Swap "rear wheel" for "back wheel" in the records from the line with "black tire --all" to the line with "[516,510,708,738]". Give back only those lines, with everything else unchanged.

EXTRACTED ENTRIES.
+--

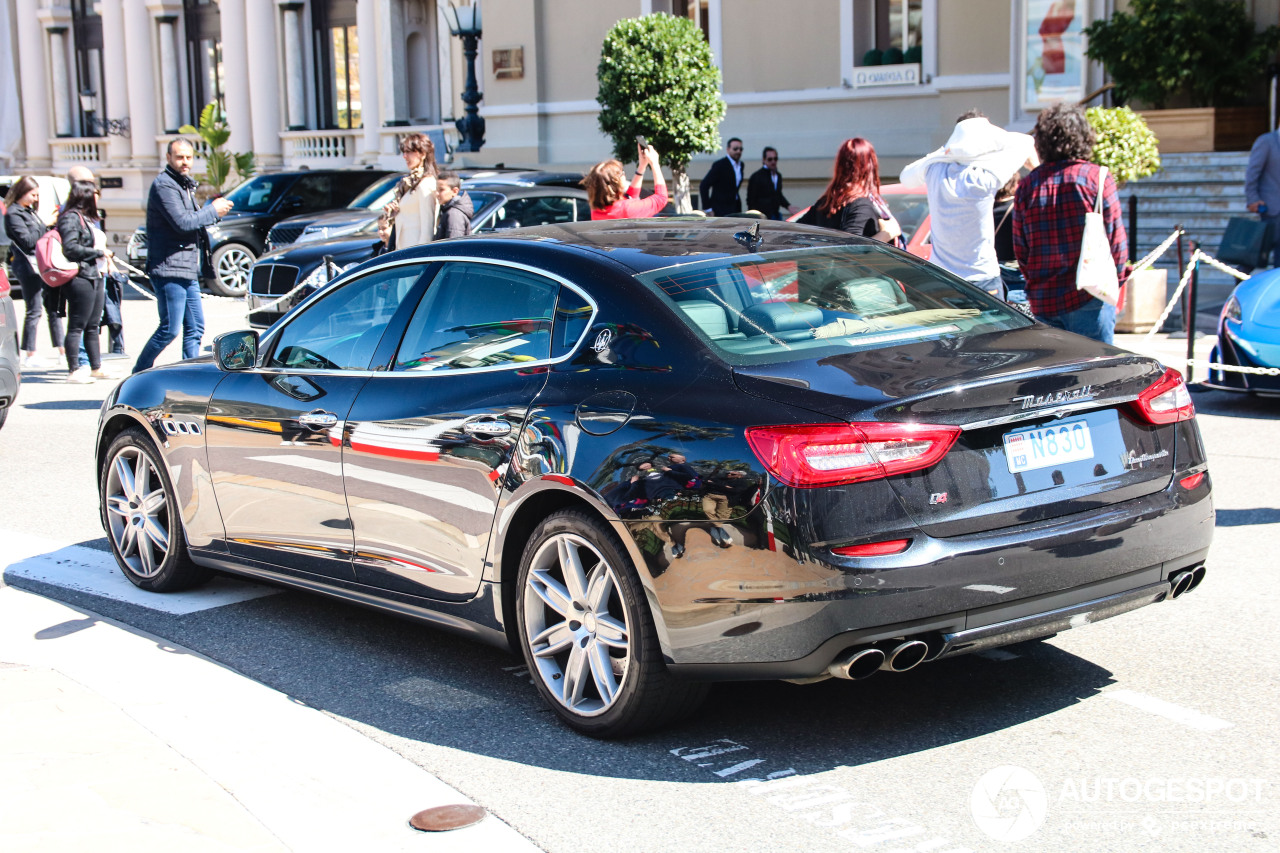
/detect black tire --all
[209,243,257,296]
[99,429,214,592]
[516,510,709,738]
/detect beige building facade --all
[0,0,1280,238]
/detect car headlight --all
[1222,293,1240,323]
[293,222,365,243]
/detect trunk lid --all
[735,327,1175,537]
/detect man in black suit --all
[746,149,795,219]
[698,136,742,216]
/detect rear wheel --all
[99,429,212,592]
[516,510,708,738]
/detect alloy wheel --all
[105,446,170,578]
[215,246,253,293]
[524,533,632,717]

+--

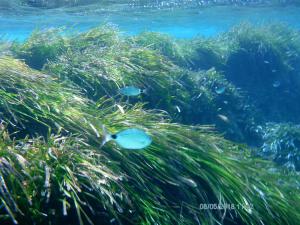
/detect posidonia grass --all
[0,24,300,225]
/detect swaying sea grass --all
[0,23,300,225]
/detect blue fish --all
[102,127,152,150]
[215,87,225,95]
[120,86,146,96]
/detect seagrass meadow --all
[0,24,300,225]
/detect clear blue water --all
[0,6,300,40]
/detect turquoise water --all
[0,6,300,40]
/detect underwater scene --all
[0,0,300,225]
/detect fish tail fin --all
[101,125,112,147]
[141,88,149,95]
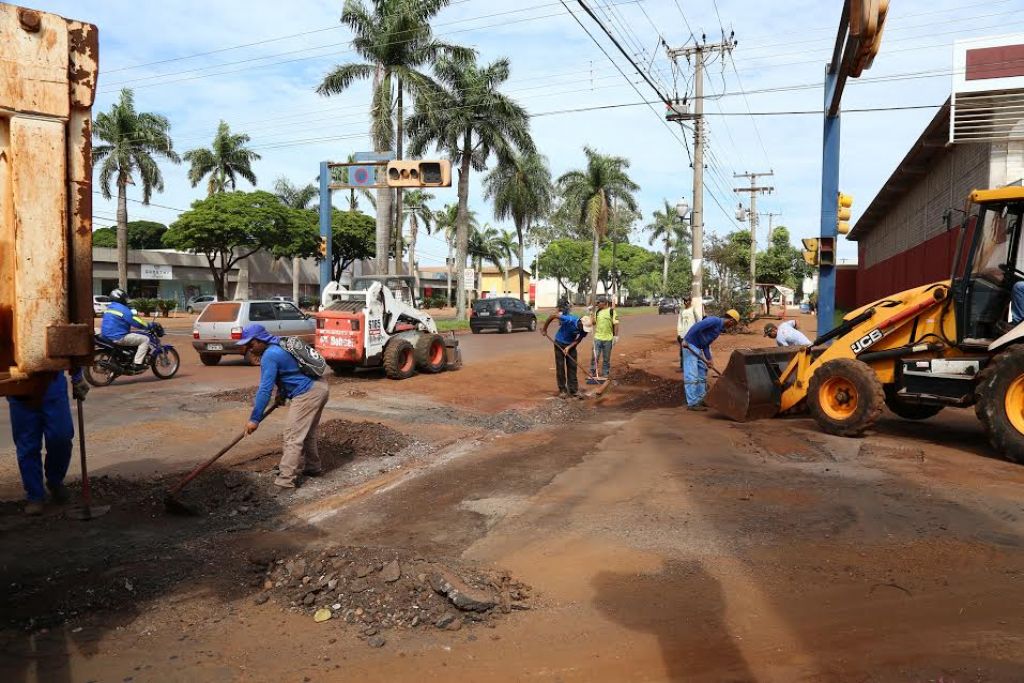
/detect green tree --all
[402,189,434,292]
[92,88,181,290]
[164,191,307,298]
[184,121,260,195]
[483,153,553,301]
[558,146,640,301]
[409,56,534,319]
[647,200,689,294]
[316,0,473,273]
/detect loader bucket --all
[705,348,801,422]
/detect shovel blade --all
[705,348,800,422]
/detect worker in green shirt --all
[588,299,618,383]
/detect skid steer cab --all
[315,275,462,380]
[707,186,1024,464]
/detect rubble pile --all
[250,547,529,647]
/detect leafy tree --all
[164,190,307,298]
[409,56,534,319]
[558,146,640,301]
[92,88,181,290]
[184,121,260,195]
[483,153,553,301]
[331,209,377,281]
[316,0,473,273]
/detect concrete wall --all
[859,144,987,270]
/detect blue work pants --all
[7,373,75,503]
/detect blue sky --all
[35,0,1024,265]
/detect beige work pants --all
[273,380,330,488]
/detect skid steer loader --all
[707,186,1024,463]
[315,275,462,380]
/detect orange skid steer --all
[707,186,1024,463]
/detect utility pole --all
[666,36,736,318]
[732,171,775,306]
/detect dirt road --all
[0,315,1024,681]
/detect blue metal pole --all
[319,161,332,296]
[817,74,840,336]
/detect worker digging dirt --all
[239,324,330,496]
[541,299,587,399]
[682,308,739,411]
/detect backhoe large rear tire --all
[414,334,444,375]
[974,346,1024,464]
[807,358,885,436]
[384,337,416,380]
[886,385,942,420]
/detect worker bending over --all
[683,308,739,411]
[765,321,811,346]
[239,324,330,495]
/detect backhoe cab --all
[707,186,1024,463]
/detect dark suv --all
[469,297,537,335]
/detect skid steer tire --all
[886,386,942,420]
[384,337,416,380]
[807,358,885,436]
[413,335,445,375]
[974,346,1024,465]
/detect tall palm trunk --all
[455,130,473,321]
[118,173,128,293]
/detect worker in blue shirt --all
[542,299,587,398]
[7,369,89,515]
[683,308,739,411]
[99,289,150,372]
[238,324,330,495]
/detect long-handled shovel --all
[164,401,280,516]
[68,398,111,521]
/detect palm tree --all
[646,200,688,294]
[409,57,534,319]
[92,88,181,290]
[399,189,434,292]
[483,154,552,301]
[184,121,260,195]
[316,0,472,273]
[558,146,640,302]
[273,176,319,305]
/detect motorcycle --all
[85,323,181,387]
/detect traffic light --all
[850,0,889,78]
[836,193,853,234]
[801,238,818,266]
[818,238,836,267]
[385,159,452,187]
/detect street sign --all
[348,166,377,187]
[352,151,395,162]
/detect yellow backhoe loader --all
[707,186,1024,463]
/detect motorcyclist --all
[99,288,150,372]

+--

RESPONSE TO THIS TASK.
/detect black tire --all
[209,243,257,296]
[99,429,214,592]
[516,510,709,738]
/detect beige building facade --all
[0,0,1280,238]
/detect car headlight --all
[1222,293,1240,323]
[293,222,365,243]
/detect trunk lid --all
[735,327,1175,537]
/detect man in black suit --all
[746,149,795,219]
[698,136,742,216]
/detect back wheel --all
[99,429,212,592]
[516,510,708,738]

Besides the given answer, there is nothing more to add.